START RECORD LIST
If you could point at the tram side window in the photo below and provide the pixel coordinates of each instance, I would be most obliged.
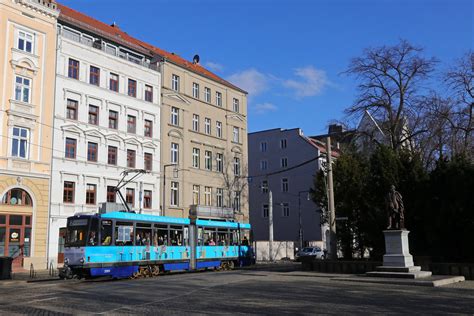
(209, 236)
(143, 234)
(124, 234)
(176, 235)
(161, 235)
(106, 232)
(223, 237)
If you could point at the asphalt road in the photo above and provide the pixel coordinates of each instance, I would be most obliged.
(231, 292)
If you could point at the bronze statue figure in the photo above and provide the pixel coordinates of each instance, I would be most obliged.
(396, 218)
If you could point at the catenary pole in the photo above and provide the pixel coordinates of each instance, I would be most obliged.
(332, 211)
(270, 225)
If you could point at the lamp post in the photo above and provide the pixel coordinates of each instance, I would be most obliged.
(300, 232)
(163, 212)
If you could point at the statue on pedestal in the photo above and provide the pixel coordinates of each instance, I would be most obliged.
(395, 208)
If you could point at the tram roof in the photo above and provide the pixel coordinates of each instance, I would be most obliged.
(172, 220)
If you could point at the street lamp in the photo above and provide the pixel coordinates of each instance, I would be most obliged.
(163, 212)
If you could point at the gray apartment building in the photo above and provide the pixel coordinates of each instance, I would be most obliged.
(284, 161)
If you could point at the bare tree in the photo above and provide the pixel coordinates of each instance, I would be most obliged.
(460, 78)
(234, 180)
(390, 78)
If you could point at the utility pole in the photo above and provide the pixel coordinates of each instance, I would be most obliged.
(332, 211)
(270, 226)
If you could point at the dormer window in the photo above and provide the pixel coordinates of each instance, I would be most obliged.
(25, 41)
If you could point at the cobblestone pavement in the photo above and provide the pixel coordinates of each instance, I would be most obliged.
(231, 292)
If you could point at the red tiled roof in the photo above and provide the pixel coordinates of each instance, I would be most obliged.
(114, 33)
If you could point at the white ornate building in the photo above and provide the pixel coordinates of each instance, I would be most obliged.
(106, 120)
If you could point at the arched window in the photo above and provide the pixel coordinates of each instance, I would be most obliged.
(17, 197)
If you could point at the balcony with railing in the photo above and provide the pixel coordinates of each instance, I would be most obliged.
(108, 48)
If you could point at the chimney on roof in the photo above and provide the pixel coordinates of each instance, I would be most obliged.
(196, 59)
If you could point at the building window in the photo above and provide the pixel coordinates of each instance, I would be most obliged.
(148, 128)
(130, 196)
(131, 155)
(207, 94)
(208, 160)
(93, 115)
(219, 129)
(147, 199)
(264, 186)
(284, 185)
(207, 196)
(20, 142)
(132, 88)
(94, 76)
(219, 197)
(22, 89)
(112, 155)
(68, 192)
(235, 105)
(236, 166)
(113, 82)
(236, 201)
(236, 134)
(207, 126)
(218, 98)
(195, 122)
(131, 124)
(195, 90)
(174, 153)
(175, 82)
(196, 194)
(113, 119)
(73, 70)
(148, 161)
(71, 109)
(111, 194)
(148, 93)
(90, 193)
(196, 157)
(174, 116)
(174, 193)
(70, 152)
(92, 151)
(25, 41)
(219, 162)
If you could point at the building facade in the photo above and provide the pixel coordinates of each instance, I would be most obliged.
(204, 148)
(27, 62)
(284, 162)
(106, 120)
END RECORD LIST
START RECORD LIST
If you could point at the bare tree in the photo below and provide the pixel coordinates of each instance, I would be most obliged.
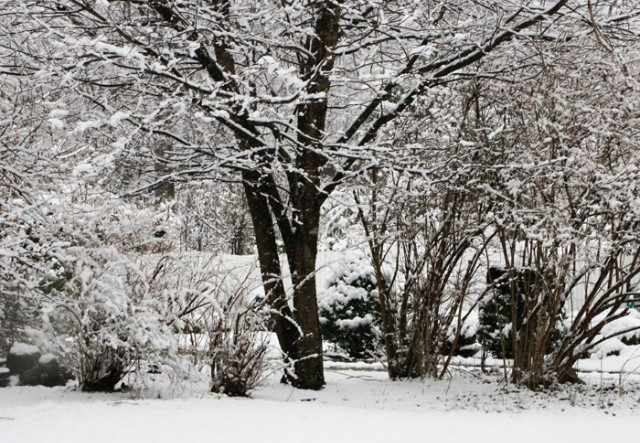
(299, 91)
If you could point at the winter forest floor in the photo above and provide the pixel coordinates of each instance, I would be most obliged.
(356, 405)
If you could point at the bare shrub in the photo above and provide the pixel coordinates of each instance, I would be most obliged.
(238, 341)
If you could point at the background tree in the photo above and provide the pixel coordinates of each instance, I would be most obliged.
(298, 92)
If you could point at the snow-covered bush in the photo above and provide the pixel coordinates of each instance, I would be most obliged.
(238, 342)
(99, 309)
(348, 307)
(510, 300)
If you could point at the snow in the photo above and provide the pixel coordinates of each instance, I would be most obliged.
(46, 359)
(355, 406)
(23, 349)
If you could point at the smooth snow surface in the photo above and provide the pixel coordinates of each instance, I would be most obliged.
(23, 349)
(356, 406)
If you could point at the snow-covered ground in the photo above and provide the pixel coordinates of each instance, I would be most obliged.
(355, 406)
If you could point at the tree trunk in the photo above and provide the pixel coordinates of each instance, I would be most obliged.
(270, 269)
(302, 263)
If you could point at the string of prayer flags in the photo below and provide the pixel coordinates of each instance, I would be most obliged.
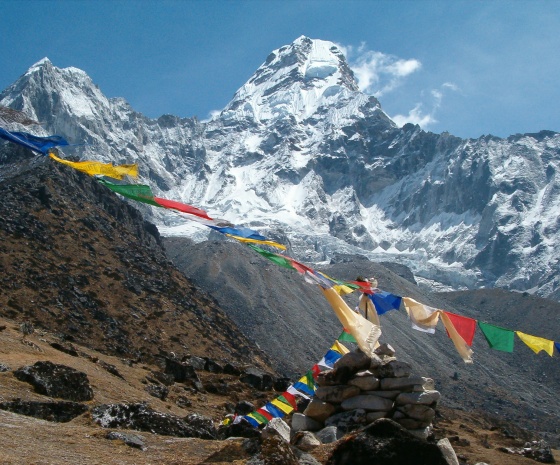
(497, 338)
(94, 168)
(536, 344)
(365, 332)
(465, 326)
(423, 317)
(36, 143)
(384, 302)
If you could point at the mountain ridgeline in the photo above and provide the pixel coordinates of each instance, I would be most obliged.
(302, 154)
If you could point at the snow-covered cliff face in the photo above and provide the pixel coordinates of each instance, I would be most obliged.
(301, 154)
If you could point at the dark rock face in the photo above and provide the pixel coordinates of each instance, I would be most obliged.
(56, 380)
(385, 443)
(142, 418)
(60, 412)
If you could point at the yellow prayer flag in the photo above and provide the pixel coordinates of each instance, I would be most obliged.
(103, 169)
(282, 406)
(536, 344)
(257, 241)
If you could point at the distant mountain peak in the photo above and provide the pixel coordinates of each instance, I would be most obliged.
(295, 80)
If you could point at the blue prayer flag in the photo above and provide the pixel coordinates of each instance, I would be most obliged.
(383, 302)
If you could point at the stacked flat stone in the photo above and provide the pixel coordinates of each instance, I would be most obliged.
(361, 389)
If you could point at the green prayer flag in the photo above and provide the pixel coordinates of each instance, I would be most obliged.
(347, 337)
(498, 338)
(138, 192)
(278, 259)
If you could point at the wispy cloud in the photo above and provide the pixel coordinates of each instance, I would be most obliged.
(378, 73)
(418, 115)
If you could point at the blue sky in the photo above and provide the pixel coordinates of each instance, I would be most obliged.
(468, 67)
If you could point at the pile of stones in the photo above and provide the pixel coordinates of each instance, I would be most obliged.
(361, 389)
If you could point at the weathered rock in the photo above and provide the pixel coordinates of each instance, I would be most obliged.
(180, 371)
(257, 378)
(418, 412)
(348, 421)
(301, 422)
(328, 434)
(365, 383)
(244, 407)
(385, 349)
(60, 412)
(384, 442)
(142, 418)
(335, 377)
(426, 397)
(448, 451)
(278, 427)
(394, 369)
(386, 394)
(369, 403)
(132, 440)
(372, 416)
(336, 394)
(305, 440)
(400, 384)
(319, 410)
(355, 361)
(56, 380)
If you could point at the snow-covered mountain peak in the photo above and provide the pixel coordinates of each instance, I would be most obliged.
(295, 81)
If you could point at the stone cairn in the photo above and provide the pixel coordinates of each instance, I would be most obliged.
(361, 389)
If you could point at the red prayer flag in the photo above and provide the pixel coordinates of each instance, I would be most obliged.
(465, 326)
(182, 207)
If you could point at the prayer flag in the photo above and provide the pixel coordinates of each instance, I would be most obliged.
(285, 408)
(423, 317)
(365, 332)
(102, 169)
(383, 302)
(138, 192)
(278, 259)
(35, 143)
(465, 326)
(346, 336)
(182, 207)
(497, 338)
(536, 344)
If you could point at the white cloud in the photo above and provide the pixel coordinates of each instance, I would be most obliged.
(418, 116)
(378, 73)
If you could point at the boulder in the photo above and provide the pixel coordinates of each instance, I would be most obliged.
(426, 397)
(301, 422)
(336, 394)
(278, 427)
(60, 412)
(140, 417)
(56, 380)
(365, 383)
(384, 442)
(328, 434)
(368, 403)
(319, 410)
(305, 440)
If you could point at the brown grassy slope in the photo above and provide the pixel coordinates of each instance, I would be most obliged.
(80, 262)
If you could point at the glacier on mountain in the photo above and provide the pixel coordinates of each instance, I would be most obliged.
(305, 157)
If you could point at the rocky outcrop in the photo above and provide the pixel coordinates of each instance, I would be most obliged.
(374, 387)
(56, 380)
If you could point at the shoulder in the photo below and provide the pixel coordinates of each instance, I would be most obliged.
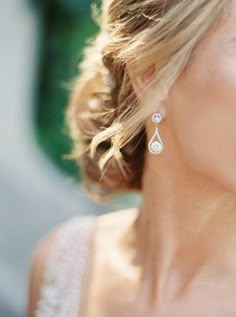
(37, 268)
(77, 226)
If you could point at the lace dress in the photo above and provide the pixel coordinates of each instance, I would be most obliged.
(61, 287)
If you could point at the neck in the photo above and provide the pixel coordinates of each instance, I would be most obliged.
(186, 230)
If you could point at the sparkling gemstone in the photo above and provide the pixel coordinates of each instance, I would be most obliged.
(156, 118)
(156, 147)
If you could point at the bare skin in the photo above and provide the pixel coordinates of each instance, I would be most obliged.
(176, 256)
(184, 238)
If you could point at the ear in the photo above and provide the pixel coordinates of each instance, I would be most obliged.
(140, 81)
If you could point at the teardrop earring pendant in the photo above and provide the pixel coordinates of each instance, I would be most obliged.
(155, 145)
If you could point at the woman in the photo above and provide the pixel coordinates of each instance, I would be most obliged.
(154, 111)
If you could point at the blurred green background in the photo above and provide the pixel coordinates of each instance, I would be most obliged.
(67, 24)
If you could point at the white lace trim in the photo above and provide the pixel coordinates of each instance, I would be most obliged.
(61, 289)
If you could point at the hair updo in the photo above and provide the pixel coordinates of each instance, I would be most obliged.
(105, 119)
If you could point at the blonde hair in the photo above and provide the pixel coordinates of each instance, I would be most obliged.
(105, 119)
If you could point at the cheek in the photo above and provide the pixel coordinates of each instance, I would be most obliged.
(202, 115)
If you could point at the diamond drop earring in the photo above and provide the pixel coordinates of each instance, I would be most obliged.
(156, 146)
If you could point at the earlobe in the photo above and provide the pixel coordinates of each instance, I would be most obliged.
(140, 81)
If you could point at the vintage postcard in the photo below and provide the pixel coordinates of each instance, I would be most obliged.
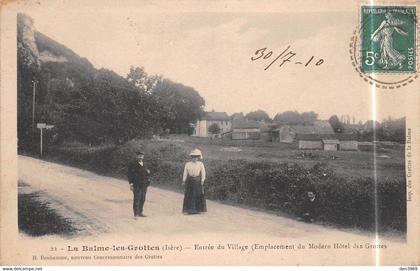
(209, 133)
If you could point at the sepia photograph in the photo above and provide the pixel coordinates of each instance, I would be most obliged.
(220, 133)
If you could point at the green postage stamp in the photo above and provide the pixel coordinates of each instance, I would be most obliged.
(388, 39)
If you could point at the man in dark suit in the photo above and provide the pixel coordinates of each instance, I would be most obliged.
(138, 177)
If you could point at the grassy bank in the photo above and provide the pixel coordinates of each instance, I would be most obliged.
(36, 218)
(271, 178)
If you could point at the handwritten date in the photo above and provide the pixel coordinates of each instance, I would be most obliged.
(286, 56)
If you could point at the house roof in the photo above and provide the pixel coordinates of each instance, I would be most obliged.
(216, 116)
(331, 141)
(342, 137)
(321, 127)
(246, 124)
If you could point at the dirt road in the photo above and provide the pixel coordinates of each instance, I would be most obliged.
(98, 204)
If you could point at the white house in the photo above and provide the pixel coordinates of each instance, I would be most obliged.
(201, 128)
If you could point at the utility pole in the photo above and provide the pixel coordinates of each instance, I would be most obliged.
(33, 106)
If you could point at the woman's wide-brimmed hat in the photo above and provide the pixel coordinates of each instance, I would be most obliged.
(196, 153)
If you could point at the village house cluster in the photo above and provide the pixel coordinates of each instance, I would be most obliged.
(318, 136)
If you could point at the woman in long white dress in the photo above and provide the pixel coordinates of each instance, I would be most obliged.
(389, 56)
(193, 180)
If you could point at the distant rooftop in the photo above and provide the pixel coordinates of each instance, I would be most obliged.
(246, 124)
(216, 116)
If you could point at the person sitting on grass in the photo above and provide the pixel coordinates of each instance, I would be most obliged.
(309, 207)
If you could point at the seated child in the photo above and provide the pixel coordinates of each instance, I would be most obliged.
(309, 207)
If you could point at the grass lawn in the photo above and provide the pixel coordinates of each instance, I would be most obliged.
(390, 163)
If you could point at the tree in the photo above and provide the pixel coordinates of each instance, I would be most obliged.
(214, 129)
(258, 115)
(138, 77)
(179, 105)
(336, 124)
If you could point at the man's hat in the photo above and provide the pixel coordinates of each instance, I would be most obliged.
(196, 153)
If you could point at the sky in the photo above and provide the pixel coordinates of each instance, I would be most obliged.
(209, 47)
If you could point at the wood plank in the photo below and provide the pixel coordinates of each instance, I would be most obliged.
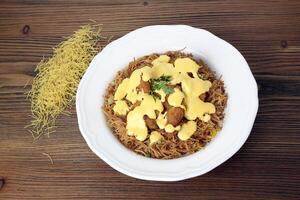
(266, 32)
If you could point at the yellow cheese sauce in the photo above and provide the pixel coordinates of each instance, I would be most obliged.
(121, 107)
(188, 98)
END RECORD LIST
START RECORD LIST
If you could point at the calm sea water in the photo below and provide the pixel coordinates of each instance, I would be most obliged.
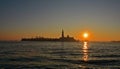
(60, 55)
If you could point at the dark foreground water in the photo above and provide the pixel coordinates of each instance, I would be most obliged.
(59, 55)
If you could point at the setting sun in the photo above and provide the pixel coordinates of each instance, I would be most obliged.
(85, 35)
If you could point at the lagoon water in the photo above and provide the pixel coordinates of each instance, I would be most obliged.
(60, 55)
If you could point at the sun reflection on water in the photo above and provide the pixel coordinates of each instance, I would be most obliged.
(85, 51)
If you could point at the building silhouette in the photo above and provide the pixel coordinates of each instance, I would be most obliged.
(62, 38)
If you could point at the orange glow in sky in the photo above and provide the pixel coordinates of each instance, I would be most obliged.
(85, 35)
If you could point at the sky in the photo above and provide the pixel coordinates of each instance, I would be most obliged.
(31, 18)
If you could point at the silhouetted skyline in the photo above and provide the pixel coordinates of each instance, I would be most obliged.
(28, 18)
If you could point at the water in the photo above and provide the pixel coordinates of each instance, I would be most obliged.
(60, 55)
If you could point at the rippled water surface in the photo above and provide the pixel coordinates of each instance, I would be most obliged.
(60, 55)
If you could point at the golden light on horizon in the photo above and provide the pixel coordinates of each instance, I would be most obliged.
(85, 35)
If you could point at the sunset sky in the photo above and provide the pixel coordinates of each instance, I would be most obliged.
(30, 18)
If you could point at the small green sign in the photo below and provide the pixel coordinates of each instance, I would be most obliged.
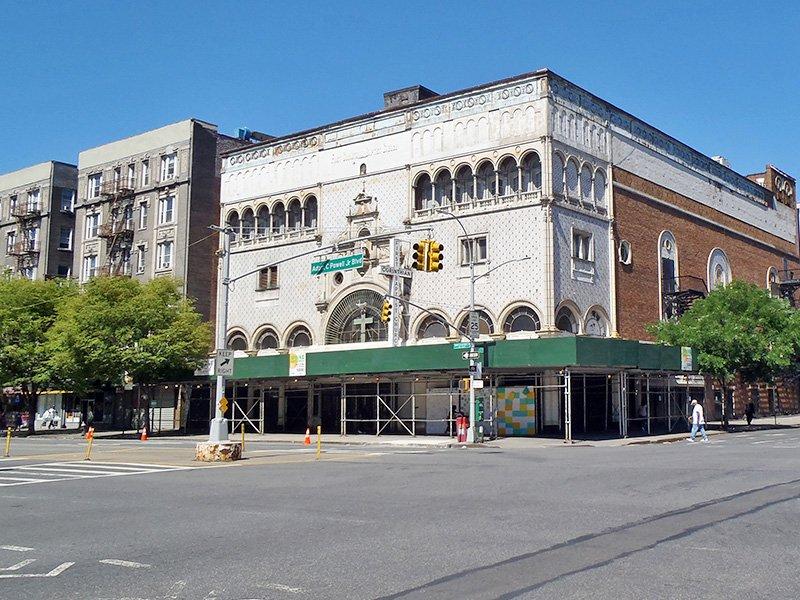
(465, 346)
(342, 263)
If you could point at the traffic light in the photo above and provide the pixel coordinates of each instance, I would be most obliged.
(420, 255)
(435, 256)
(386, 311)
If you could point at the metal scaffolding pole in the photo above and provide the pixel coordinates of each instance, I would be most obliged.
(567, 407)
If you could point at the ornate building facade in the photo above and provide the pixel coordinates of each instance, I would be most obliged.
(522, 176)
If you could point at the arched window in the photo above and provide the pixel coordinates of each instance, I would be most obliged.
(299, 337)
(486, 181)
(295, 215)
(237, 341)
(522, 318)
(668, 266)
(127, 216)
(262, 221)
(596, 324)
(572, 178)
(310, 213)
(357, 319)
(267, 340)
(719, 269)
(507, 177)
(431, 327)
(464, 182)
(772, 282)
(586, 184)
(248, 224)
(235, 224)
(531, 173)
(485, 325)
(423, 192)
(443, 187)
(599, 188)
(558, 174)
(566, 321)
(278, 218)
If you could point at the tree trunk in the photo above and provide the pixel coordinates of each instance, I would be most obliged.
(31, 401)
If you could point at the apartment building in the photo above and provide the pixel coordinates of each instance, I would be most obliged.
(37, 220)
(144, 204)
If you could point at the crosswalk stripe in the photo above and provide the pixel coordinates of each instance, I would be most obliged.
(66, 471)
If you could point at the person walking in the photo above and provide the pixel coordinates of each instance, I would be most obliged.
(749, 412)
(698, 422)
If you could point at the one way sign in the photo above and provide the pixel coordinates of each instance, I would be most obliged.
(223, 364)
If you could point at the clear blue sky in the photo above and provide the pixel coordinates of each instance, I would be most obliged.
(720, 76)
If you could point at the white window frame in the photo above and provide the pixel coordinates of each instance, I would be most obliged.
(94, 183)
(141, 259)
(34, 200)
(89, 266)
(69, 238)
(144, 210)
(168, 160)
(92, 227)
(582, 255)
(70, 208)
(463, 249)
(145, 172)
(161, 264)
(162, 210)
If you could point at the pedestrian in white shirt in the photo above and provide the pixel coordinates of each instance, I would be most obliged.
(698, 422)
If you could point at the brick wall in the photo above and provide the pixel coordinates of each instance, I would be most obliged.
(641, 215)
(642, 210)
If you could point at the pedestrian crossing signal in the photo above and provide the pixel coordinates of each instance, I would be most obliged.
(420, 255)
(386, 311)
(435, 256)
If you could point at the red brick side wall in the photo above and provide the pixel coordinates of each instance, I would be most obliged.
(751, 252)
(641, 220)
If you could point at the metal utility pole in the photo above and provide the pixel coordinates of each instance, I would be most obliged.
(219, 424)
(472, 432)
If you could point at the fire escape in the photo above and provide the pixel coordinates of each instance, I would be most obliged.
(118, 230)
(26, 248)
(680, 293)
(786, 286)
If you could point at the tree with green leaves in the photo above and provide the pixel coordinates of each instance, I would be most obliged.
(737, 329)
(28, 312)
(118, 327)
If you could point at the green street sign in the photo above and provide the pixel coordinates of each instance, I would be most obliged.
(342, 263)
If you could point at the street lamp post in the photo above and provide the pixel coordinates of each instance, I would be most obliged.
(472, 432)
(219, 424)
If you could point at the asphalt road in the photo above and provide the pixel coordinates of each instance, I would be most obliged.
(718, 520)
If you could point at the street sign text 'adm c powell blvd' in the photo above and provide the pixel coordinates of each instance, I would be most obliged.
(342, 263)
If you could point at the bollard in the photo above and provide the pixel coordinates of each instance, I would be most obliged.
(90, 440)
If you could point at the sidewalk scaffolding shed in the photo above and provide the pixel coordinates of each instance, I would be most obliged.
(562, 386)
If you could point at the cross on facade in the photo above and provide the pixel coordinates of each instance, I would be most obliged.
END RECORD LIST
SET PROBLEM
Please reproduce the records word for word, everything from the line containing "If you could point at the pedestrian in" down to the line containing "If you could point at the cross on", with both of those lines included.

SOLUTION FOR THIS TASK
If you could point at the pedestrian in white shirt in the photo above and provide the pixel coordinates of each instance, I would be most obliged.
(698, 422)
If you could point at the brick wall in the photo above and provide the pixel coordinates of each instance, I would be most obliged.
(641, 215)
(642, 210)
If you could point at the pedestrian crossing signal in the photo above and provide the pixel coordinates of each instance, I would be most obliged.
(420, 255)
(386, 311)
(435, 256)
If you could point at the red brick side wall in the photo above and provide the pixel coordinates of each instance, I would be most obliged.
(751, 252)
(641, 220)
If you could point at the metal utility pole in the photo above and provide the pixel coordinates of each instance, I would be most obliged.
(219, 424)
(472, 432)
If you could point at the fire escape in the photo above and provide the pixel coordinates of each instance, I would be most obliged.
(118, 230)
(26, 248)
(680, 293)
(786, 286)
If you could point at the tree with green leaves in the photo above and provide the pixel coordinates of each instance, I would be most obliged.
(737, 329)
(28, 312)
(118, 327)
If you could point at the green street sign in the photo above and provide the pixel coordinates of each instance, I would be most obliged.
(342, 263)
If you could point at the street lamp post in the photo above and provide the pixel coordinates of each instance, I would be most obliged.
(472, 432)
(219, 424)
If you could point at the asphalt road in the photo above and provide the pixel coordinates of each instance, I would be most obliged.
(718, 520)
If you could point at the street sign text 'adm c powell blvd' in the photo above and provide the pixel coordinates of each instance, I would be most obliged.
(342, 263)
If you could point at the bollard in the photo above and provide the pixel coordinates of each instance, I would be most obliged.
(90, 440)
If you could point at the sidewalk scaffolding shed in the photo above and provide the pixel coordinates of each instance, I would be most obliged.
(562, 386)
If you could point at the cross on facade in the photo above and provide the pixel coordinates of each instance, I would be most obliged.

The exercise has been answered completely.